> [Request] Every line below should be repeated exactly.

> [Region labeling items]
[start]

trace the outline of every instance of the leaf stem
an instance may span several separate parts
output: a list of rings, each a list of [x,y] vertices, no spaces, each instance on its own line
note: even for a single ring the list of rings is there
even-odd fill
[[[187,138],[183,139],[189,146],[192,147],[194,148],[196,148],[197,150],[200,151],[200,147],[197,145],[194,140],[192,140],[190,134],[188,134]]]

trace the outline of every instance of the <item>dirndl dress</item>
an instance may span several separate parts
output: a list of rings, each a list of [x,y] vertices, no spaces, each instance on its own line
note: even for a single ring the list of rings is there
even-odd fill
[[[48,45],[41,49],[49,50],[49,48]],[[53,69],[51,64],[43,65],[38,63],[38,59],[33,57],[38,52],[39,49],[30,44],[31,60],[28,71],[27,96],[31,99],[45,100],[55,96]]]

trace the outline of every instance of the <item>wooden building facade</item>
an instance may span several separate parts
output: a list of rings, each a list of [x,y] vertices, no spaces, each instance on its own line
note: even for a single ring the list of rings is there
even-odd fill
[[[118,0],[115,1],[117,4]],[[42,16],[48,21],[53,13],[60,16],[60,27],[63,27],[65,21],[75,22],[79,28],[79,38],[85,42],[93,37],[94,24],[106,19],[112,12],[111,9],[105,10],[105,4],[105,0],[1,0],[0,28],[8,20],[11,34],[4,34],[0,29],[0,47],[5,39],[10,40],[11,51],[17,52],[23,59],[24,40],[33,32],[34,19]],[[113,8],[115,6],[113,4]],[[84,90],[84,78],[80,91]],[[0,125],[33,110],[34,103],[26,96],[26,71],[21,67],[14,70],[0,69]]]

[end]

> [Task result]
trace the outline of every instance of the leaf stem
an instance may span several separate parts
output: a list of rings, each a list of [x,y] vertices, no spaces, each instance on its own line
note: even for a single ring the list of rings is there
even-odd fill
[[[187,138],[183,139],[189,146],[192,147],[194,148],[196,148],[197,150],[200,151],[200,147],[197,145],[194,140],[192,140],[190,134],[188,134]]]

trace the outline of every instance of the <item>dirndl dress</item>
an instance may span several separate parts
output: a list of rings, each a list of [x,y] vertices, no spaces, each instance on its own line
note: even for a single ring the list of rings is there
even-odd fill
[[[48,45],[41,49],[49,50],[49,48]],[[53,69],[51,64],[43,65],[38,63],[38,59],[33,57],[38,52],[39,49],[30,44],[31,60],[28,71],[27,96],[31,99],[45,100],[55,96]]]

trace the outline of every instance of the <item>wooden building facade</item>
an instance may span several separate parts
output: a list of rings, each a list of [x,y] vertices, no spaces, each instance on its own line
note: even for a single ring the list of rings is there
even-odd fill
[[[118,0],[115,1],[117,4]],[[42,16],[48,21],[53,13],[60,16],[60,27],[63,27],[65,21],[75,22],[79,28],[79,38],[85,42],[93,37],[94,24],[106,19],[112,12],[111,9],[105,10],[105,4],[105,0],[1,0],[0,28],[8,20],[11,34],[4,34],[0,29],[0,47],[5,39],[10,40],[11,51],[17,52],[23,59],[24,40],[33,32],[34,19]],[[113,8],[115,6],[113,4]],[[84,90],[84,78],[80,91]],[[0,125],[33,110],[34,103],[26,96],[26,71],[21,67],[14,70],[0,69]]]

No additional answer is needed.